Aim of the task. Tally the lines in the data below that contain the string "wicker", treating uppercase and lowercase as distinct. Give only the number.

Dataset entries.
/---

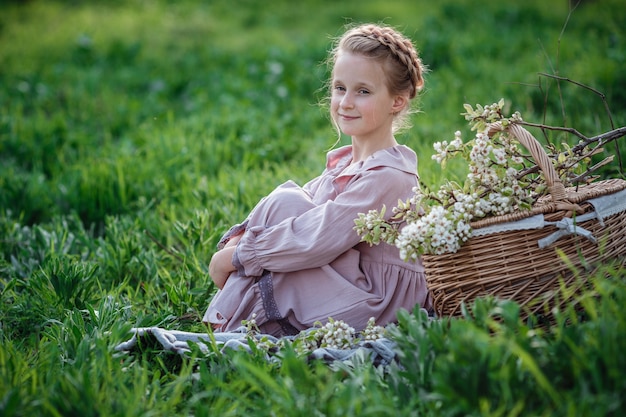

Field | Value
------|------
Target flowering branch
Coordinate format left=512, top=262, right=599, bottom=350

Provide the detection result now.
left=355, top=100, right=612, bottom=261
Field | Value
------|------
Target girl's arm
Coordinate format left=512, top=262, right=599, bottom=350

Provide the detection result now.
left=232, top=167, right=417, bottom=276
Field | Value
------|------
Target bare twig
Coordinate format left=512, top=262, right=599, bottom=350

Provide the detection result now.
left=572, top=126, right=626, bottom=152
left=519, top=122, right=589, bottom=140
left=539, top=72, right=615, bottom=129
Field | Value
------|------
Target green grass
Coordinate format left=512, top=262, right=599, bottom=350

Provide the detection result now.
left=0, top=0, right=626, bottom=416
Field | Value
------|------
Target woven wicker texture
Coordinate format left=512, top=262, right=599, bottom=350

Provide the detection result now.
left=423, top=125, right=626, bottom=318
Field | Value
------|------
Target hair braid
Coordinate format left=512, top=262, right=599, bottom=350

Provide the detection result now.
left=353, top=24, right=425, bottom=98
left=329, top=24, right=427, bottom=131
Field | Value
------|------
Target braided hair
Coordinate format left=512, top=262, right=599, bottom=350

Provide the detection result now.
left=332, top=24, right=426, bottom=98
left=328, top=23, right=427, bottom=132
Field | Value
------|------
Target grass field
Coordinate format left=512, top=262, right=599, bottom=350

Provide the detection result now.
left=0, top=0, right=626, bottom=417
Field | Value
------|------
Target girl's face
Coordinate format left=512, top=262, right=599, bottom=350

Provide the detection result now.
left=330, top=52, right=406, bottom=140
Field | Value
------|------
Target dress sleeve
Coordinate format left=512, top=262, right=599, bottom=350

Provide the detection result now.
left=233, top=167, right=417, bottom=276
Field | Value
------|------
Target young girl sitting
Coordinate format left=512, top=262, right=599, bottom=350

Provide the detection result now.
left=203, top=24, right=430, bottom=336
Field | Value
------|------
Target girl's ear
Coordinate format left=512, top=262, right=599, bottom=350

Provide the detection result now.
left=391, top=95, right=409, bottom=114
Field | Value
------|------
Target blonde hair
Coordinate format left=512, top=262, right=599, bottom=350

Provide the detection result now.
left=329, top=23, right=427, bottom=131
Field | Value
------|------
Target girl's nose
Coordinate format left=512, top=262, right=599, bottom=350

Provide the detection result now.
left=339, top=94, right=354, bottom=109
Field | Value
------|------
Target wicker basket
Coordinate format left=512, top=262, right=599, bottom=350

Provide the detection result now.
left=423, top=125, right=626, bottom=319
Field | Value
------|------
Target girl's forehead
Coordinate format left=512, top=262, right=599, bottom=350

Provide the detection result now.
left=333, top=53, right=385, bottom=82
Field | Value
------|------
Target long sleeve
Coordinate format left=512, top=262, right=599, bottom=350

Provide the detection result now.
left=234, top=146, right=417, bottom=276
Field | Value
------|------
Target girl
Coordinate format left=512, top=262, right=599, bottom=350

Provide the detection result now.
left=203, top=24, right=430, bottom=336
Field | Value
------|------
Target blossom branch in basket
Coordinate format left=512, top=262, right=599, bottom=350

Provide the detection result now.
left=355, top=100, right=595, bottom=261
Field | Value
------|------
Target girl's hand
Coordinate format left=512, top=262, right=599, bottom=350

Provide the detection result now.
left=209, top=245, right=236, bottom=290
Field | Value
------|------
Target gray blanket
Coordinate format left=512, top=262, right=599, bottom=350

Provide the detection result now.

\---

Task answer. 2